(Dataset entries)
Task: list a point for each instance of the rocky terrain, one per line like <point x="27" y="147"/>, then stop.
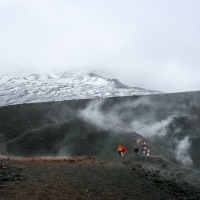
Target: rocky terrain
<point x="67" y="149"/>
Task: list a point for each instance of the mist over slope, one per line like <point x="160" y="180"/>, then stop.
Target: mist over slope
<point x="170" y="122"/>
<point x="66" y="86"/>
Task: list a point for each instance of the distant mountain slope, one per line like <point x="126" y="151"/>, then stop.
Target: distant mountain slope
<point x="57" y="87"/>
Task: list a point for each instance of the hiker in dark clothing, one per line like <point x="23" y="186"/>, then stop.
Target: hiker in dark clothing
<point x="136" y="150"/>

--

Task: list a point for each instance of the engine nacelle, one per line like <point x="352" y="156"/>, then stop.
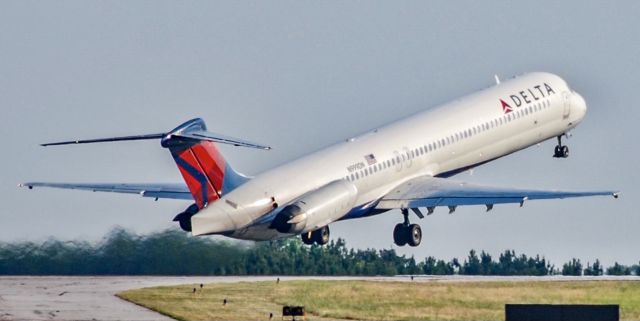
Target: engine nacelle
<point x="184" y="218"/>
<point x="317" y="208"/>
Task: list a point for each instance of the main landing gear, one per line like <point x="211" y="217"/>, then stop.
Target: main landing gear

DIRECTIONS FOR THIS TASK → Set the pictures aside and reproduce exactly the lines above, from the line holding "Task: list a point for each instance of the engine" through the line holding "Target: main landing gear", both included, with nothing else.

ANSWER BOX →
Task: list a point for each instance of the engine nacelle, one per line like <point x="352" y="156"/>, then stop.
Target: engine nacelle
<point x="184" y="218"/>
<point x="317" y="208"/>
Task: list a point for each instance of the main landing gear, one per line like <point x="211" y="217"/>, then stop.
Target: main landing gear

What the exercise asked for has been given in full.